**Selected passage**:
- - - - -

Pulmonary function tests are a group of tests that measure how well the lungs take in and release air and how well they move gases such as oxygen from the atmosphere into the body's circulation.
How the Test is Performed Spirometry measures airflow. By measuring how much air you exhale, and how quickly, spirometry can evaluate a broad range of lung diseases. In a spirometry test, while you are sitting, you breathe into a mouthpiece that is connected to an instrument called a spirometer. The spirometer records the amount and the rate of air that you breathe in and out over a period of time. When standing, some numbers might be slightly different. The most important issue is to perform the test always while at the same position.
For some of the test measurements, you can breathe normally and quietly. Other tests require forced inhalation or exhalation after a deep breath. Sometimes you will be asked to inhale the substance or a medicine to see how it changes your test results.

- - - - -

**Source data**:
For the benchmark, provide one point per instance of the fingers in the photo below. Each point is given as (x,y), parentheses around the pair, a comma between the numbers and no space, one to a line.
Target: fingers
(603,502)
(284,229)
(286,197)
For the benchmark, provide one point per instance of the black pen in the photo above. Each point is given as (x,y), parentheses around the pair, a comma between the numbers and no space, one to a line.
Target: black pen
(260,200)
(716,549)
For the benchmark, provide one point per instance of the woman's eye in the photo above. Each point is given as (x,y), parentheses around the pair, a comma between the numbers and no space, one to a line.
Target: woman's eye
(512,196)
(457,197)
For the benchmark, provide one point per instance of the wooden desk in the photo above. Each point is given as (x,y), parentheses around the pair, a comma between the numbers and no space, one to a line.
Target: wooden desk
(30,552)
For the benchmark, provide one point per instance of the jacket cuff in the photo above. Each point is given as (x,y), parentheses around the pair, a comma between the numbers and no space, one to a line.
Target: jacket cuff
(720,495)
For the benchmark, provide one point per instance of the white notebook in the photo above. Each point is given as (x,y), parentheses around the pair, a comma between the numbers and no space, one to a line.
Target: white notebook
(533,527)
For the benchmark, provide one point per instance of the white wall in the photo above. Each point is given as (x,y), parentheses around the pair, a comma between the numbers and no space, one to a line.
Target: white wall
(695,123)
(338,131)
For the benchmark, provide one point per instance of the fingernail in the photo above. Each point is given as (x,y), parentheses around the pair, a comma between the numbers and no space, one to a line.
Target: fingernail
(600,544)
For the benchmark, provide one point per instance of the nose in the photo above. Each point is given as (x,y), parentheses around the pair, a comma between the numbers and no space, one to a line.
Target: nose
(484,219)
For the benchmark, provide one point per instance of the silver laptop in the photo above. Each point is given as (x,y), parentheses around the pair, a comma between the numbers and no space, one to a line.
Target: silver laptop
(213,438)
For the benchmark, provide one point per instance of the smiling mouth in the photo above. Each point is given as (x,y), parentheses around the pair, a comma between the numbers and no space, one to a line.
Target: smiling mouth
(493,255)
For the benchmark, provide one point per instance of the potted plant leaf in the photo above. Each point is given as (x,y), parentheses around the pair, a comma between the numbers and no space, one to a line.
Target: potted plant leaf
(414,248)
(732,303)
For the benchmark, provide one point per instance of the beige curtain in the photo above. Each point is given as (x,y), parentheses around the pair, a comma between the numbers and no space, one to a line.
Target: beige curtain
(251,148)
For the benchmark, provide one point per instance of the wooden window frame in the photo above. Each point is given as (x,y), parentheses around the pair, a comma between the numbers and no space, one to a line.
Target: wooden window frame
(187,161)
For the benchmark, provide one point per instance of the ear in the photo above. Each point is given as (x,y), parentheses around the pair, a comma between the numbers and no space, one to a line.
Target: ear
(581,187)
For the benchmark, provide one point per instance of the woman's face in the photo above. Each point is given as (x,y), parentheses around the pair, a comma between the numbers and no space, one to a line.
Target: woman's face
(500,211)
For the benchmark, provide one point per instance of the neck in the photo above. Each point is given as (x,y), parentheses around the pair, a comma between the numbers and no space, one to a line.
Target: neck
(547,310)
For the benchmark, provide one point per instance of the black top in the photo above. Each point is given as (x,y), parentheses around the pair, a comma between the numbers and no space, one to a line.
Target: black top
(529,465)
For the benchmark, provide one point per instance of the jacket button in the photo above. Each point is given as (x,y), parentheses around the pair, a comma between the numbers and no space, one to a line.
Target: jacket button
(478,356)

- - - - -

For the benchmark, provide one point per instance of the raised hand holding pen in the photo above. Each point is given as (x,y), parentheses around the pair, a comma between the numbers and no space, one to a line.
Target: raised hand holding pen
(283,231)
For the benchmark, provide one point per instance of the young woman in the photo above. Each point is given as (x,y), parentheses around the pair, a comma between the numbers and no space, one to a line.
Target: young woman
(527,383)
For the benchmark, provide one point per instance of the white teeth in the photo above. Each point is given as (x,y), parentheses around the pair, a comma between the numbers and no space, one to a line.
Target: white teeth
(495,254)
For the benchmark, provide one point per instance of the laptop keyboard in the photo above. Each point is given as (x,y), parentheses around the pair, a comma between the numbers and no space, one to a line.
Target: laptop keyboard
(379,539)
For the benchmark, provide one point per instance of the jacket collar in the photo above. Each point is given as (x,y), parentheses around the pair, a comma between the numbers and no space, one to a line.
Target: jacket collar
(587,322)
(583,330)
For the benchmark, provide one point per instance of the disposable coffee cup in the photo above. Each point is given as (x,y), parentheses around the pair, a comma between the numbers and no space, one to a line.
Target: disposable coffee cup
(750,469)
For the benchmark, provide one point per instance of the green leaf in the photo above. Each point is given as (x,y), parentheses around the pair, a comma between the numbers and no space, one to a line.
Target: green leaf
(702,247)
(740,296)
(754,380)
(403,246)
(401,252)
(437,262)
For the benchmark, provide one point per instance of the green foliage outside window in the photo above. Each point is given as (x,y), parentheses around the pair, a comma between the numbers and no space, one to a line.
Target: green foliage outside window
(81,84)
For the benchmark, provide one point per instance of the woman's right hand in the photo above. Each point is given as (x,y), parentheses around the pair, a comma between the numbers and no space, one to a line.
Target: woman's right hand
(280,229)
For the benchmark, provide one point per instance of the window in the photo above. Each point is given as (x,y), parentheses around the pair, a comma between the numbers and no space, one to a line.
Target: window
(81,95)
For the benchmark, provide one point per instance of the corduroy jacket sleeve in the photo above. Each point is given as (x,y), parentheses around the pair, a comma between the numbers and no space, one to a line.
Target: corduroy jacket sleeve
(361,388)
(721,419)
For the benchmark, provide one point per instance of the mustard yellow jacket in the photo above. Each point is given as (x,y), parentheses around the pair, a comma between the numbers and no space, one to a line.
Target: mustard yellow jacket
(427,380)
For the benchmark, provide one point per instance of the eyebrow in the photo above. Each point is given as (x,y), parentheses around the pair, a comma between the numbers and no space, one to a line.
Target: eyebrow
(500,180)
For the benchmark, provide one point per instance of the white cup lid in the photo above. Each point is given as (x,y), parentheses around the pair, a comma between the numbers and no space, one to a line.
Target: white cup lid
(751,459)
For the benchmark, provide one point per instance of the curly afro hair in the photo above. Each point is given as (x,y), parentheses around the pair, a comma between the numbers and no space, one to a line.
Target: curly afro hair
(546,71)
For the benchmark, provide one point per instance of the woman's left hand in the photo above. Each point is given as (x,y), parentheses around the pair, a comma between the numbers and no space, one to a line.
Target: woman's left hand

- - - - -

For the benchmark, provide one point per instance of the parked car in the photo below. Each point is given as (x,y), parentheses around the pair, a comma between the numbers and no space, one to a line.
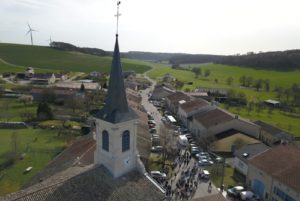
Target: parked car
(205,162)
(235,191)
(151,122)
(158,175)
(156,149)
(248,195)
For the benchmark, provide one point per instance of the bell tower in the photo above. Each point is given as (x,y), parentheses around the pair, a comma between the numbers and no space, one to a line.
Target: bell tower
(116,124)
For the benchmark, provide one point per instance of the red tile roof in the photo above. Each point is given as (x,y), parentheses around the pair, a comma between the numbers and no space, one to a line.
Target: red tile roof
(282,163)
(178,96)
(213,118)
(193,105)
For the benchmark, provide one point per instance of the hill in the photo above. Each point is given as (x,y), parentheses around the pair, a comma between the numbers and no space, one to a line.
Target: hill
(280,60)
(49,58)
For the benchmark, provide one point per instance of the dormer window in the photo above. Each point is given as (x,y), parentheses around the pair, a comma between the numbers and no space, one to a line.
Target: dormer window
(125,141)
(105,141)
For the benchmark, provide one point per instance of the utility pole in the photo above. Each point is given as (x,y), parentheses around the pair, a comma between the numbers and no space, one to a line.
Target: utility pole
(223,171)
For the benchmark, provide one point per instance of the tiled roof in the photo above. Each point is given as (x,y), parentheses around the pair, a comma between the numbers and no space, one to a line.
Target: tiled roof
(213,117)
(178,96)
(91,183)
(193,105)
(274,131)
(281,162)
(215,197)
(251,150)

- - - - -

**Problem description**: Carry the text on pulmonary function tests forward from its last sentence, keeping the same textbook voice. The entries play no part in what comes next.

**Task response**:
Lung volume measurement can be done in two ways. The most accurate way is to sit in a sealed, clear box that looks like a telephone booth (body plethysmograph) while breathing in and out into a mouthpiece. Changes in pressure inside the box help determine the lung volume. Lung volume can also be measured when you breathe nitrogen or helium gas through a tube for a certain period of time. The concentration of the gas in a chamber attached to the tube is measured to estimate the lung volume. To measure diffusion capacity, you breathe a harmless gas, called a tracer gas, for a very short time, often for only one breath. The concentration of the gas in the air you breathe out is measured. The difference in the amount of gas inhaled and exhaled measures how effectively gas travels from the lungs into the blood. This test allows the doctor to estimate how well the lungs move oxygen from the air into the bloodstream.